━━━ Data supplied

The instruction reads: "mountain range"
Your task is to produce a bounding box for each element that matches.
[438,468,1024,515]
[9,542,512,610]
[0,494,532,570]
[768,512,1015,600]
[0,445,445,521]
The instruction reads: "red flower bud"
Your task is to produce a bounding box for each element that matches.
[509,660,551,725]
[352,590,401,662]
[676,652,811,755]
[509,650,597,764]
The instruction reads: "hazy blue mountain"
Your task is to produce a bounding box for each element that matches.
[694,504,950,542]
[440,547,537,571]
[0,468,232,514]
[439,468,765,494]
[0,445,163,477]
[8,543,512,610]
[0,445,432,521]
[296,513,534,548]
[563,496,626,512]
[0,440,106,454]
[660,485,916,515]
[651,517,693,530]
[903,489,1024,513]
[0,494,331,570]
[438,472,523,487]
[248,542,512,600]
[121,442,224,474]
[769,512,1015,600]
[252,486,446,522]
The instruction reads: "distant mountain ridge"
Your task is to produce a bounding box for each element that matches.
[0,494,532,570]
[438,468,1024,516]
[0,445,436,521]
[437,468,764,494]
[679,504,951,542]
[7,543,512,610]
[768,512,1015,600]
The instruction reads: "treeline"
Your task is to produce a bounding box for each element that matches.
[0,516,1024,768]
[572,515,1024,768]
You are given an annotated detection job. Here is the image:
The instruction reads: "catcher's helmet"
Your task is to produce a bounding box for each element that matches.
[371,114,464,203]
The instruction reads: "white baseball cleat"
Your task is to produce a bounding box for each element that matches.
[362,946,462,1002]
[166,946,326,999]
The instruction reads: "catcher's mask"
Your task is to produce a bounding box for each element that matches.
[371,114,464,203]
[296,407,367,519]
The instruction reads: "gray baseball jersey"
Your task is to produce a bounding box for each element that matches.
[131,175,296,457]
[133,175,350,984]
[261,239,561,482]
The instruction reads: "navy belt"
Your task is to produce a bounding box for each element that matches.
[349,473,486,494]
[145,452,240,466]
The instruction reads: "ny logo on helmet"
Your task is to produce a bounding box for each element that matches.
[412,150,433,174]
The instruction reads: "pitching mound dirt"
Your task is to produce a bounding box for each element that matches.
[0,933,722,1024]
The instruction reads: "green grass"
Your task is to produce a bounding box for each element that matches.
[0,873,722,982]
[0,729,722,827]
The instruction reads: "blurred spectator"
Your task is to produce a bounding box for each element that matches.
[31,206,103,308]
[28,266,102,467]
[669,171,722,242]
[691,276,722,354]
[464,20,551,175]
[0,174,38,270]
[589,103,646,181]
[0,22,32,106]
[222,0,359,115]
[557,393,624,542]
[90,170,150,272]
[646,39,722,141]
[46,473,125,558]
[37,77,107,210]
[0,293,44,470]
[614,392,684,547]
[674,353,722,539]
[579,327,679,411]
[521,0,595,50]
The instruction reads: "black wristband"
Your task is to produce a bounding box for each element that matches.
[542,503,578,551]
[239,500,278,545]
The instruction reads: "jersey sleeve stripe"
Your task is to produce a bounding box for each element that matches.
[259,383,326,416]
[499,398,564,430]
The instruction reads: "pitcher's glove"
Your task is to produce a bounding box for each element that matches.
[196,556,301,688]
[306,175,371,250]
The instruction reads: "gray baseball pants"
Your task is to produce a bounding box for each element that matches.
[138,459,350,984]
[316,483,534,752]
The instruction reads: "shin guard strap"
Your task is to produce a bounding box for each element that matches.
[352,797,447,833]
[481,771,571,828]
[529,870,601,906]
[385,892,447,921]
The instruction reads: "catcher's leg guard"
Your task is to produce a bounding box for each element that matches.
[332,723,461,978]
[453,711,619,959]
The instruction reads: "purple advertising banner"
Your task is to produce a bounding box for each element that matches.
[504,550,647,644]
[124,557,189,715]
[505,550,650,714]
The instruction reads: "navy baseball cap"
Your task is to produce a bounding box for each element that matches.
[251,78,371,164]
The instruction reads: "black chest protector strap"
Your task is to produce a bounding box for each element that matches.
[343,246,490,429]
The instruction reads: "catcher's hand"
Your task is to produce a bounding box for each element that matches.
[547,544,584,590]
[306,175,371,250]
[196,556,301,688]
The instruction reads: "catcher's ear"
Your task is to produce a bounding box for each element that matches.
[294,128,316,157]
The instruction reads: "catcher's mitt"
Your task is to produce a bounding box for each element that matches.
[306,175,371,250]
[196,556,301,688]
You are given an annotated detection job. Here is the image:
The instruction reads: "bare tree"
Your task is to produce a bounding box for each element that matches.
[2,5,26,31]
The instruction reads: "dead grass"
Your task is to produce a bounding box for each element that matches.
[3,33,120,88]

━━━━━━

» Stated goal
Duplicate all of the data above, line for line, with no changes.

» Result of the task
The instruction reads: "mountain range"
Your task is to produce a bounding box for each element that matches.
[438,468,1024,515]
[9,542,512,610]
[0,494,532,570]
[768,512,1015,600]
[0,445,445,521]
The instruction reads: "red flower bud"
Your task is to produce a bounding box for each element that matches.
[509,660,551,725]
[352,590,401,662]
[676,652,811,755]
[509,650,597,764]
The instruction reads: "hazy blue mountain"
Your task is to produce a bounding box for each element that matches.
[694,504,950,542]
[440,547,537,571]
[0,468,232,514]
[439,468,765,494]
[0,445,163,477]
[8,543,512,610]
[0,445,432,521]
[296,513,534,548]
[563,496,626,512]
[0,440,106,454]
[660,485,916,515]
[651,517,693,530]
[903,489,1024,513]
[0,494,331,570]
[438,472,523,487]
[248,542,512,600]
[121,442,224,474]
[769,512,1015,600]
[252,486,446,522]
The instruction reads: "distant mountain ridge"
Your task is to produce a bounding box for each element that matches.
[0,494,532,570]
[438,468,1024,516]
[0,445,436,521]
[437,468,764,494]
[679,504,951,542]
[7,543,512,610]
[768,512,1015,600]
The instruction reads: "treeline"
Your task is to produce a bounding box for each element that matches.
[0,516,1024,768]
[572,515,1024,768]
You are given an annotated detection job. Here is the image:
The instruction reads: "catcher's helmet"
Your task is to produce a bounding box for each element that matches.
[371,114,464,203]
The instruction reads: "white baseball cleat"
Your task is to produce a bounding box for each element that matches.
[362,946,462,1002]
[166,946,326,999]
The instruction reads: "catcher's mask"
Your task is to produce a bounding box for each element that matches.
[371,114,464,203]
[296,407,367,519]
The instruction reads: "gray baseball jersey"
Your task is to produce a bounding box for each element that matches.
[131,175,296,457]
[133,175,350,984]
[261,239,561,482]
The instruction reads: "navy belt"
Your task is to produce a bounding box for each element that matches.
[349,473,486,494]
[145,452,240,466]
The instruction reads: "ny logo on helmet"
Your task is to produce a bounding box for each element that matches.
[412,150,433,174]
The instruction reads: "pitching mound dirt"
Your task is to produce a bounding box for each element that matches.
[0,933,722,1024]
The instruction reads: "green grass"
Your task is to produce a bounding box for each element that matches.
[0,873,722,982]
[0,729,722,827]
The instruction reads: "blurred spectator"
Your task is to produce a bounding box for each element that matches.
[31,206,103,308]
[28,266,102,467]
[669,171,722,242]
[691,276,722,354]
[464,20,551,175]
[0,174,38,270]
[589,103,646,181]
[0,22,32,106]
[222,0,359,115]
[557,393,624,542]
[90,170,150,272]
[646,39,722,141]
[46,473,125,558]
[37,77,107,210]
[0,293,44,470]
[614,392,684,547]
[674,353,722,539]
[579,327,679,411]
[521,0,595,50]
The instruction reads: "black wristband"
Your task is to produce a bounding box for each element that matches.
[542,503,578,551]
[239,500,278,545]
The instruction reads: "jersey sleeve stripe"
Your task is to produce a bounding box for each element that matches.
[259,383,326,416]
[499,398,564,430]
The instruction reads: "pitcher's glove"
Your task is to produce a bounding box for each element that matches.
[196,556,301,688]
[306,175,371,250]
The instruction reads: "gray baseball pants"
Your task is to produce a bounding box for each element that matches.
[138,459,350,984]
[316,483,534,752]
The instruction reads: "shin guard strap"
Your task is to produce a bounding box for each element that matches.
[352,797,447,833]
[481,771,571,828]
[529,870,601,906]
[385,892,447,921]
The instruction reads: "catcher's leg guard"
Your task is to produce a bounding box for each element that matches.
[332,723,461,978]
[453,711,619,959]
The instruction reads: "purple advertising banner"
Your task is to produce a bounding box for each element that matches.
[504,550,647,644]
[124,557,189,715]
[505,550,650,714]
The instruction reads: "navy baseball cap"
Your task is to produce a bounding box for each element that matches.
[251,78,371,164]
The instruction reads: "black chest protector strap"
Your task is to produce a bounding box for each element that matches.
[343,246,490,429]
The instruction reads: "catcher's hand"
Your task is to produce a bounding box for each element that matches.
[547,544,584,590]
[306,175,371,250]
[196,556,301,688]
The instruction reads: "catcher's ear"
Your task is to produce a bounding box for each element that matches.
[294,128,316,157]
The instruction reads: "catcher's mitt"
Your task is to produce a bounding box for each element that matches.
[306,175,371,250]
[196,556,301,688]
You are given an annotated detection job. Here is the image:
The instruction reads: "bare tree"
Your task is to produce a bounding box for each element that matches.
[2,5,26,31]
The instruction reads: "dead grass"
Your task is to produce a bounding box for each element that matches.
[3,33,120,88]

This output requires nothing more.